### [PROBLEM TO SOLVE]
Express the lines below as a JSON list of strings, one string per line, leaving out any blank lines.

### [RECORDS SUPPLIED]
* * *

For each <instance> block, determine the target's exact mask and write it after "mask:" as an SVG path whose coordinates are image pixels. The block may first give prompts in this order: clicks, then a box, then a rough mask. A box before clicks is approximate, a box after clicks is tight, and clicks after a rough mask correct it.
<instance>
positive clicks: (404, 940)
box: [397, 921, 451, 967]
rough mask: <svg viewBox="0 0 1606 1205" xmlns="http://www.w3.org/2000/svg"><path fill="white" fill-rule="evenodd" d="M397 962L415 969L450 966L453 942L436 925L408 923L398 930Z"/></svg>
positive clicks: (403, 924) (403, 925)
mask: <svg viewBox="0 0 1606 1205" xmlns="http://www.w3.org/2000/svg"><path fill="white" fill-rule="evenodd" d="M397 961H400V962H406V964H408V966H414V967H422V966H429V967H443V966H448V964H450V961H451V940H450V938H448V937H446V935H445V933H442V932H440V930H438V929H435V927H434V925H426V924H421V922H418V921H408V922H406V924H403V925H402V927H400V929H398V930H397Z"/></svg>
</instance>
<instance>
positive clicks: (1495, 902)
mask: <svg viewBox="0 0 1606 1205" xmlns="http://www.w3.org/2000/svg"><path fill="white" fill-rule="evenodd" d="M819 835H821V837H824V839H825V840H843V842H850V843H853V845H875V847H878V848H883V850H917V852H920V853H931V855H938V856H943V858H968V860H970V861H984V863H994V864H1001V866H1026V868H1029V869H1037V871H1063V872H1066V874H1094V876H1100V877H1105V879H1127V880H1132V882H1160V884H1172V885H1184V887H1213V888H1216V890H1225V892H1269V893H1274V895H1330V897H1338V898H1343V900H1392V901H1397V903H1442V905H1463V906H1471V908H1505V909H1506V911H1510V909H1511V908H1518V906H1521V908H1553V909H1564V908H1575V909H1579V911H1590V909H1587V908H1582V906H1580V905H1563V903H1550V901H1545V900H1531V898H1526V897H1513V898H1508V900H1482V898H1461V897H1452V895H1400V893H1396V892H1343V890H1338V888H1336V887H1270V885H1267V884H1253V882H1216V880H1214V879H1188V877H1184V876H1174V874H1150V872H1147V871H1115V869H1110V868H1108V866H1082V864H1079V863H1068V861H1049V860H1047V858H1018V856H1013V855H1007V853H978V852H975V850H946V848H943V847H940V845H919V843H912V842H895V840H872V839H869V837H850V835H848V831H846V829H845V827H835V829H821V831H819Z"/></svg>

* * *

### [ANSWER BOX]
[
  "For each <instance> block, determine the target's exact mask and write it after \"mask:\" as an SVG path whose coordinates are image pixels. The block may first give prompts in this order: clicks, then a box, then a rough mask. A box before clicks is approximate, a box after clicks is tight, and clicks after a rough mask correct it.",
  "<instance>",
  "positive clicks: (404, 940)",
  "box: [397, 921, 451, 967]",
  "rough mask: <svg viewBox=\"0 0 1606 1205\" xmlns=\"http://www.w3.org/2000/svg\"><path fill=\"white\" fill-rule=\"evenodd\" d=\"M397 962L415 969L450 966L453 942L436 925L408 923L398 930Z\"/></svg>",
  "positive clicks: (403, 924) (403, 925)",
  "mask: <svg viewBox=\"0 0 1606 1205\" xmlns=\"http://www.w3.org/2000/svg\"><path fill=\"white\" fill-rule=\"evenodd\" d=\"M397 961H400V962H406V964H408V966H414V967H422V966H429V967H443V966H448V964H450V961H451V940H450V938H448V937H446V935H445V933H442V932H440V930H438V929H435V927H434V925H426V924H421V922H418V921H408V922H406V924H403V925H402V927H400V929H398V930H397Z\"/></svg>",
  "</instance>",
  "<instance>",
  "positive clicks: (1495, 902)",
  "mask: <svg viewBox=\"0 0 1606 1205\" xmlns=\"http://www.w3.org/2000/svg\"><path fill=\"white\" fill-rule=\"evenodd\" d=\"M819 835H821V837H824V839H825V840H843V842H850V843H853V845H875V847H878V848H883V850H917V852H920V853H931V855H938V856H943V858H968V860H970V861H984V863H994V864H1001V866H1026V868H1029V869H1037V871H1063V872H1066V874H1094V876H1100V877H1105V879H1127V880H1132V882H1160V884H1172V885H1184V887H1213V888H1216V890H1225V892H1269V893H1274V895H1330V897H1338V898H1343V900H1392V901H1397V903H1442V905H1463V906H1471V908H1505V909H1506V911H1510V909H1511V908H1518V906H1521V908H1553V909H1564V908H1575V909H1579V911H1590V909H1587V908H1582V906H1580V905H1563V903H1550V901H1545V900H1531V898H1526V897H1513V898H1508V900H1482V898H1461V897H1452V895H1400V893H1396V892H1343V890H1338V888H1336V887H1270V885H1267V884H1253V882H1216V880H1214V879H1188V877H1184V876H1174V874H1150V872H1147V871H1115V869H1110V868H1108V866H1082V864H1079V863H1068V861H1049V860H1047V858H1018V856H1013V855H1007V853H978V852H975V850H946V848H943V847H940V845H919V843H912V842H895V840H872V839H869V837H850V835H848V831H846V829H845V827H835V829H821V831H819Z\"/></svg>"
]